Maybe some game companies are like that, and maybe Rockstar is now for all I know (I think Take 2 management got a lot more involved in the years since I left and the company developed some obvious cracks in their veneer). But it wasn't that the people were too old and out of touch when I was there. If anything, it's that they were too young.

 

The CEO of Rockstar was/is younger than me. I am pretty sure he is still there. The founder, who I think called himself the "chairman" of Rockstar at the time (I don't think such a position actually existed) was also younger, as was the creative director. The marketing director I could never be sure of her age, but she was definitely not old - though she went a little grey while I was there, that's for sure.

 

Most of the people I worked with were in their 20's, from the game producers on down. The problem with that is they have no historical basis for making games; it's like they're constantly learning as they go along. You can go to school for marketing and get a degree and then have a successful product and you think you're an expert (and given how fickle the public is, maybe that's true). But I think to make a really good game, you have to know all about the games that came before, not to copy them but to know a bit about how game mechanics actually work and what makes a good game fun.

 

The lower-level people at Rockstar (like me) did have to actually play the games as part of their job, and they mostly did learn. There was a lot of grumbling about certain games; people mostly did know when we were putting out a piece of crap. But management didn't. It wasn't because they were too old, though; it was because they were too young and weren't interested in learning that part of the company (which is the most important part!).

_DATASET CONTENT_:

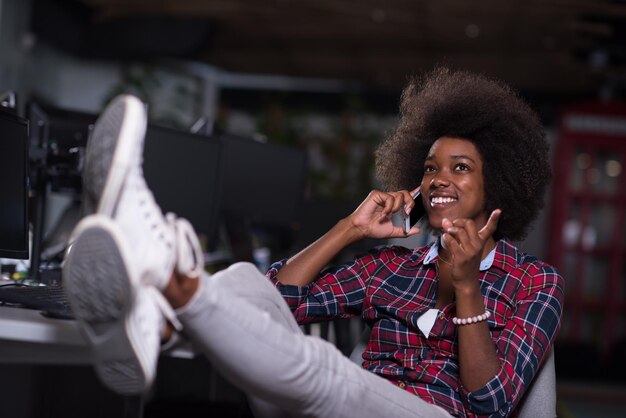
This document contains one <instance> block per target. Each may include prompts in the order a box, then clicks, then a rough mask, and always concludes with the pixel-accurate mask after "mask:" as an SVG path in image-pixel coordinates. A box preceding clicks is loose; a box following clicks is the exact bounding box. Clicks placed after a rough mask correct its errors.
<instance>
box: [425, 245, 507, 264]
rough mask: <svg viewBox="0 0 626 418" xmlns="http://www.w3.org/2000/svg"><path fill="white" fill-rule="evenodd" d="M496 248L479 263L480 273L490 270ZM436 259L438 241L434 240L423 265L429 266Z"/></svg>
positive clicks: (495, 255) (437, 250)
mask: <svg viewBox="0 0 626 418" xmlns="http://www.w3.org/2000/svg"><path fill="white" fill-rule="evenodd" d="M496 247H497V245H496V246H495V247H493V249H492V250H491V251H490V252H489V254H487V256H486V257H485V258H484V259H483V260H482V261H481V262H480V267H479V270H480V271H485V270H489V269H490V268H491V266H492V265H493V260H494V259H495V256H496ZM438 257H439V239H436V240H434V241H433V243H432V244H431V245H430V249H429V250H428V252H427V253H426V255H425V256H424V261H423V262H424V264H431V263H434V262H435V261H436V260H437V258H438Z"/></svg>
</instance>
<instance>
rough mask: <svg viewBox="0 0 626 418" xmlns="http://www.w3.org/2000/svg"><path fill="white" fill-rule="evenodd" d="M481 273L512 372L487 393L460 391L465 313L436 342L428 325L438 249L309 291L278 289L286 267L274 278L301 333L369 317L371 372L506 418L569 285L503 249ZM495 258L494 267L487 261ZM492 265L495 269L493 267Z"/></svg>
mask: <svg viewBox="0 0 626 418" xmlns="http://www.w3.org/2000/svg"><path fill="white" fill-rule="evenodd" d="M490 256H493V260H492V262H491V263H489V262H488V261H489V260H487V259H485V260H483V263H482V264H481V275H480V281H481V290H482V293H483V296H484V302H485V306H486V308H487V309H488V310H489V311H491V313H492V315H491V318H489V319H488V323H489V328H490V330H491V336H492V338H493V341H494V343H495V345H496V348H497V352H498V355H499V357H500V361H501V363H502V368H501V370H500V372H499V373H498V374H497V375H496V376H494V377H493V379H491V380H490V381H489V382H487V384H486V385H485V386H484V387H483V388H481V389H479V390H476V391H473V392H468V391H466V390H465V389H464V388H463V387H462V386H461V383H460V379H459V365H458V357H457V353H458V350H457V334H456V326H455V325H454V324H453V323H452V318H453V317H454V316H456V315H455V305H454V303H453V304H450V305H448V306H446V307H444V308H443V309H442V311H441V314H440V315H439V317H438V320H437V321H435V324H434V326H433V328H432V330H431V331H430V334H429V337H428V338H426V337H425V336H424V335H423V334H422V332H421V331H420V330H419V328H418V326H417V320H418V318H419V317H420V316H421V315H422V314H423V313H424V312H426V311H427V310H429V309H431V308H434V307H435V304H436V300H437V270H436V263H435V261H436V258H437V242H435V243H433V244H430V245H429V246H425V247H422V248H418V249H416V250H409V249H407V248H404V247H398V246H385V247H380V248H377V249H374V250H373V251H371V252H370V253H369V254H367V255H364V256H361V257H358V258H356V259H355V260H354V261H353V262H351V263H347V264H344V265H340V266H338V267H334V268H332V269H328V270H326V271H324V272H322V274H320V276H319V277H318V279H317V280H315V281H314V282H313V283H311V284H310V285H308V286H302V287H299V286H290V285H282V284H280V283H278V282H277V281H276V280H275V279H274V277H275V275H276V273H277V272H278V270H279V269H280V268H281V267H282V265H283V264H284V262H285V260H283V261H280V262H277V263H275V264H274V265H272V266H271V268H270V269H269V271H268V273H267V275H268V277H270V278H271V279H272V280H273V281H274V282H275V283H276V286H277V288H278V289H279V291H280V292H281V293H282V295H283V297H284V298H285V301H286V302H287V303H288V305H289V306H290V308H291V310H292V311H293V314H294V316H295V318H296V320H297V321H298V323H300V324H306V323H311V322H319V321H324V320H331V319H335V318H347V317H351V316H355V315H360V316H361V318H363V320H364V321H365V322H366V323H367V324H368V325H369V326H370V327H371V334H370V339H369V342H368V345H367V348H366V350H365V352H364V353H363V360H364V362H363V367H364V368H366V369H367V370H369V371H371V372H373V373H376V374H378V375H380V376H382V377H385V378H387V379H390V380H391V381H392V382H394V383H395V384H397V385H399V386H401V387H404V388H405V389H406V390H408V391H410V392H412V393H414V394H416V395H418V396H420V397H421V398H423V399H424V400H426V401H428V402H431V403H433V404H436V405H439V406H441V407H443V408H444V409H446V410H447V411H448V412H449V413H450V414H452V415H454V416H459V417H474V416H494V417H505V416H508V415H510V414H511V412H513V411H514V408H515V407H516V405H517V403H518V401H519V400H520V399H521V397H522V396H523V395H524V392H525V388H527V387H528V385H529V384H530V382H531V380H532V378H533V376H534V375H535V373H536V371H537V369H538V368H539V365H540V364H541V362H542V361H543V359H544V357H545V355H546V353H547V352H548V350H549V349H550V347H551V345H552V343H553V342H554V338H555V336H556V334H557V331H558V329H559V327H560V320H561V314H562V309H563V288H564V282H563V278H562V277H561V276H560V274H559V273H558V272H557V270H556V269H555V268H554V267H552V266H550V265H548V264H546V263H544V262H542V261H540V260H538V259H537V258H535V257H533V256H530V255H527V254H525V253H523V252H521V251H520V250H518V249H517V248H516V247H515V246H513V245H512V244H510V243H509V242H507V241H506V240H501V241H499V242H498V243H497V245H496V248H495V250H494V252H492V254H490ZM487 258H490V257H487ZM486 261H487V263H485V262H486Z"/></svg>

_TASKS TO PERFORM_:
[1] Repeat the passage about working at Rockstar, starting at "Most of the" and ending at "good game fun.", and substitute "programmers" for "game producers".
[2] In the passage about working at Rockstar, what age were most of the people the writer worked with?

_EXERCISE SOLUTIONS_:
[1]
Most of the people I worked with were in their 20's, from the programmers on down. The problem with that is they have no historical basis for making games; it's like they're constantly learning as they go along. You can go to school for marketing and get a degree and then have a successful product and you think you're an expert (and given how fickle the public is, maybe that's true). But I think to make a really good game, you have to know all about the games that came before, not to copy them but to know a bit about how game mechanics actually work and what makes a good game fun.

[2] In their 20's.